* SOURCE DOCUMENT *

Giovanni delle Bande Nere (P433) is the fourth ship of Paolo Thaon di Revel-class offshore patrol vessel built for the Italian Navy.

Development and design 
The ship is the first full capability variant of the PPA design. Its armament will include 16 Aster 15 and Aster 30 surface-to-air missiles, Teseo anti-ship missiles, two triple launchers for MU90 torpedoes, a 127 mm and 76mm turret and two remotely operated 25 mm mounts. Sensors include an ATAS towed sonar for anti-submarine warfare and a Black Snake antenna for torpedo detection, as well as ODLS 20 decoy launchers with anti-missile and anti-torpedo countermeasures. Like other PPAs, the main radar is a Leonardo Kronos with four fixed panels.

* SHORT PROBLEM A *
Answer these questions about the Giovanni delle Bande Nere article:
(i) Which navy is the ship built for?
(ii) What towed sonar does the ship carry for anti-submarine warfare?
(iii) What is the ship's main radar?
* SHORT PROBLEM B *
How would you put this sentence from the Giovanni delle Bande Nere article into Spanish: "Like other PPAs, the main radar is a Leonardo Kronos with four fixed panels."
* SHORT PROBLEM C *
Can you write the next part of the Giovanni delle Bande Nere article, starting after its last sentence?
The lines after this have nothing to do with the ship article.

* STORED DATA *
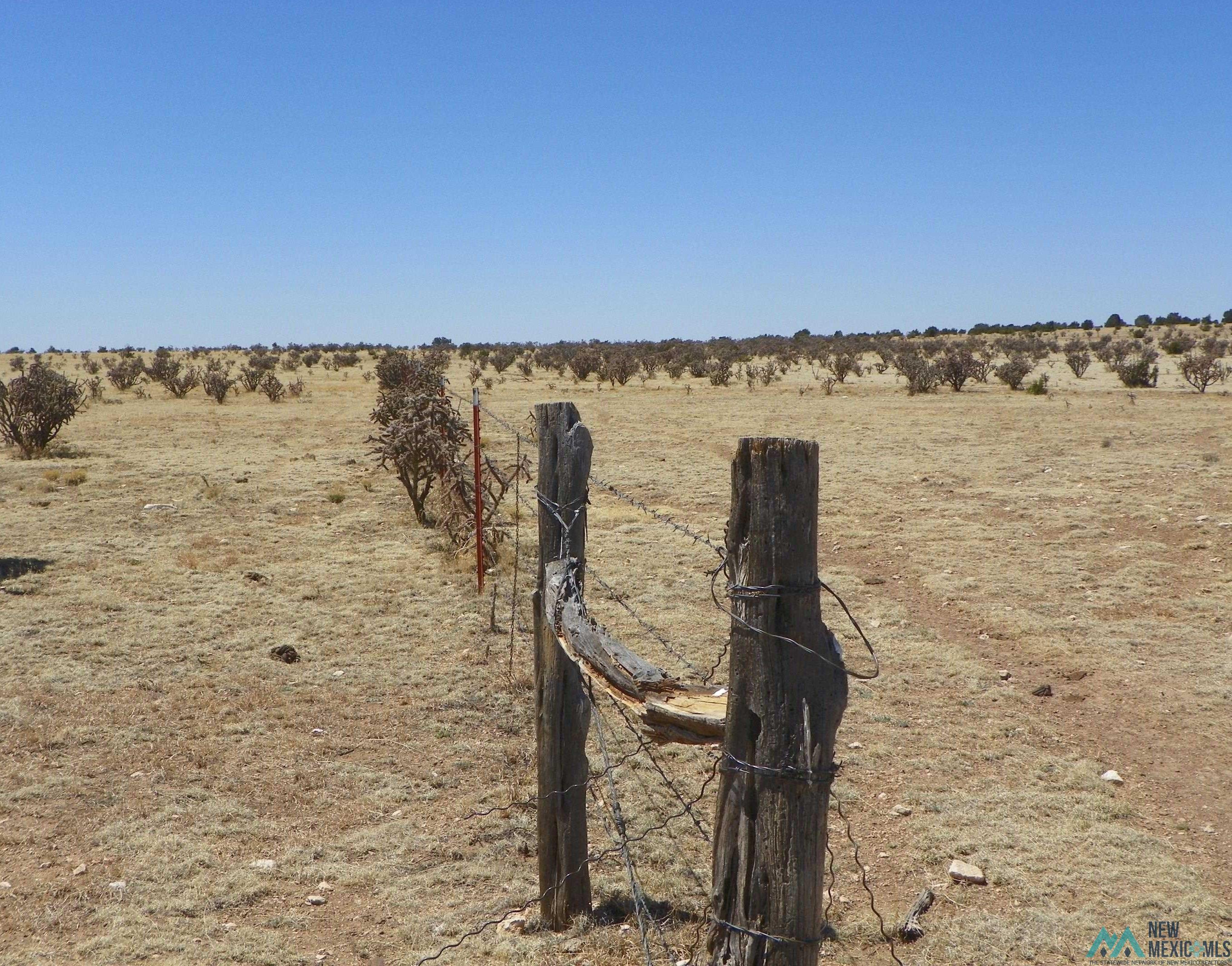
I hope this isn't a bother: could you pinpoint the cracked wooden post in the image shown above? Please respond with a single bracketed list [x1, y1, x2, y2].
[707, 439, 848, 966]
[534, 403, 591, 929]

* OUTPUT A *
(i) The Italian Navy.
(ii) An ATAS towed sonar.
(iii) A Leonardo Kronos with four fixed panels.

* OUTPUT B *
Como las demás PPA, el radar principal es un Leonardo Kronos con cuatro paneles fijos.

* OUTPUT C *
The Italian Navy ordered the new MBDA TESEO MK/2E heavy-duty missile (TESEO "EVO"), a long-range anti-ship missilewith also strategic land attack capability. The missile will have a new terminal "head" with dual RF seeker (Radio Frequency) and, presumably, given the need to even attack ground targets, IIR (Imaging IR). Compared to the predecessor OTOMAT/TESEO, the TESEO "EVO" MK/2E has a double range or more than 360 km. Former OTOMAT is accredited for a range of action of more than 180 km.

Construction and career
Giovanni delle Bande Nere was laid down on 28 August 2019 at Fincantieri Muggiano and was launched on 12 February 2022. It is expected to be commissioned in October 2024. The ship was reported on sea trials as of August 2022.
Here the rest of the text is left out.